## WHAT IS EXPECTED
Format every line of the entries below as a Markdown table with the columns Row and Line, numbering the rows in order and leaving out blank lines.
━━━
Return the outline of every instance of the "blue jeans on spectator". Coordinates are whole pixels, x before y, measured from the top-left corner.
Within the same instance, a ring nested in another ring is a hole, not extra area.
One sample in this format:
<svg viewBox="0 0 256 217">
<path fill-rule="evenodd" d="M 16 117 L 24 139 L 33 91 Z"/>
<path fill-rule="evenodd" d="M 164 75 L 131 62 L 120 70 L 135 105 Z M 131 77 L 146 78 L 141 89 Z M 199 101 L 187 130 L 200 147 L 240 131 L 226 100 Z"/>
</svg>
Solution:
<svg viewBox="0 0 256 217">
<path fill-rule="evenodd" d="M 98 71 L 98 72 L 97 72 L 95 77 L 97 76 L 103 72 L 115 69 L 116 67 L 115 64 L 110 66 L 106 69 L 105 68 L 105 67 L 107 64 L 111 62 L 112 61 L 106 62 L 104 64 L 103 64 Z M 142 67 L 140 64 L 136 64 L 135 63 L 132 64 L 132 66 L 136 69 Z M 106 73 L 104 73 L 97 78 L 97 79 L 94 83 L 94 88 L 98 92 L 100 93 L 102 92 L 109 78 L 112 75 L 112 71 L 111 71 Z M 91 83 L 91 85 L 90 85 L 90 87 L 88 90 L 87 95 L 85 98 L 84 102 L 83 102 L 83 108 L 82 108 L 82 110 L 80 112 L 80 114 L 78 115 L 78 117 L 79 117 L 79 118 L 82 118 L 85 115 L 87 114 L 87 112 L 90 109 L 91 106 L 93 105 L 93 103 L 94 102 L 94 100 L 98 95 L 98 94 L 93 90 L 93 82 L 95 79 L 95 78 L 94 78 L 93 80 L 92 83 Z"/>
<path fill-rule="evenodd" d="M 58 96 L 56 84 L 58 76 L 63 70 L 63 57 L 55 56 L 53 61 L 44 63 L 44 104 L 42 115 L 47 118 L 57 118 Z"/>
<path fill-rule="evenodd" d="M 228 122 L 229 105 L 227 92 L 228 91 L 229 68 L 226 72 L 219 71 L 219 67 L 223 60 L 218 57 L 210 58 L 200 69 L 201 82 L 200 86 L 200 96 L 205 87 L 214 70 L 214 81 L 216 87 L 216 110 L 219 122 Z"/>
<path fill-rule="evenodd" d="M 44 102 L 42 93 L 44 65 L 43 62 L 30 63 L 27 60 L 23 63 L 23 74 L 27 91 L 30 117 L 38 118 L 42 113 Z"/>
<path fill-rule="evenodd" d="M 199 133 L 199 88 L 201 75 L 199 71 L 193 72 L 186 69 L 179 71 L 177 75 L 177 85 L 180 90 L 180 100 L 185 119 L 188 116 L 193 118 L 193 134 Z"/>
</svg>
━━━
## CORRECT RESULT
| Row | Line |
|---|---|
| 1 | Return the outline of every instance of the "blue jeans on spectator". Coordinates are whole pixels, x before y, measured from the top-left corner. |
| 2 | Within the same instance, a ring nested in another ring is a hole, not extra area. |
| 3 | One sample in this format: |
| 4 | <svg viewBox="0 0 256 217"> |
| 5 | <path fill-rule="evenodd" d="M 16 117 L 24 139 L 33 91 Z"/> |
| 6 | <path fill-rule="evenodd" d="M 164 75 L 131 62 L 120 70 L 135 105 Z M 131 77 L 146 78 L 141 89 Z M 199 101 L 187 130 L 200 147 L 240 131 L 226 100 Z"/> |
| 7 | </svg> |
| 8 | Solution: |
| 9 | <svg viewBox="0 0 256 217"> |
| 10 | <path fill-rule="evenodd" d="M 98 71 L 98 72 L 97 72 L 95 77 L 97 76 L 103 72 L 115 69 L 116 67 L 115 64 L 110 66 L 106 69 L 105 68 L 105 67 L 107 64 L 111 62 L 112 61 L 106 62 L 104 64 L 103 64 Z M 142 67 L 140 64 L 136 64 L 135 63 L 132 64 L 132 66 L 136 69 Z M 106 73 L 104 73 L 97 78 L 97 79 L 94 83 L 94 88 L 98 92 L 100 93 L 102 92 L 109 78 L 112 75 L 112 71 L 111 71 Z M 91 83 L 91 85 L 90 85 L 90 87 L 88 90 L 87 95 L 85 98 L 84 102 L 83 102 L 83 108 L 82 108 L 82 110 L 80 112 L 80 114 L 78 115 L 78 117 L 79 117 L 79 118 L 82 118 L 85 115 L 87 114 L 87 112 L 90 109 L 91 106 L 93 105 L 93 103 L 94 102 L 94 100 L 98 95 L 98 94 L 93 90 L 93 82 L 95 79 L 95 78 L 94 78 L 93 80 L 92 83 Z"/> |
| 11 | <path fill-rule="evenodd" d="M 58 96 L 56 84 L 58 76 L 63 70 L 63 57 L 55 56 L 53 61 L 44 63 L 44 104 L 42 115 L 47 118 L 57 118 Z"/> |
| 12 | <path fill-rule="evenodd" d="M 228 122 L 229 105 L 227 92 L 228 91 L 229 68 L 226 72 L 219 71 L 219 67 L 223 60 L 218 57 L 210 58 L 200 69 L 201 82 L 200 86 L 200 96 L 205 87 L 214 70 L 214 81 L 216 87 L 216 110 L 219 122 Z"/> |
| 13 | <path fill-rule="evenodd" d="M 44 102 L 42 93 L 44 65 L 43 62 L 30 63 L 27 60 L 23 63 L 23 74 L 27 91 L 30 117 L 38 118 L 42 113 Z"/> |
| 14 | <path fill-rule="evenodd" d="M 199 133 L 199 88 L 201 75 L 199 71 L 193 72 L 186 69 L 179 71 L 177 75 L 177 85 L 180 90 L 180 100 L 185 119 L 188 116 L 193 118 L 193 134 Z"/> |
| 15 | </svg> |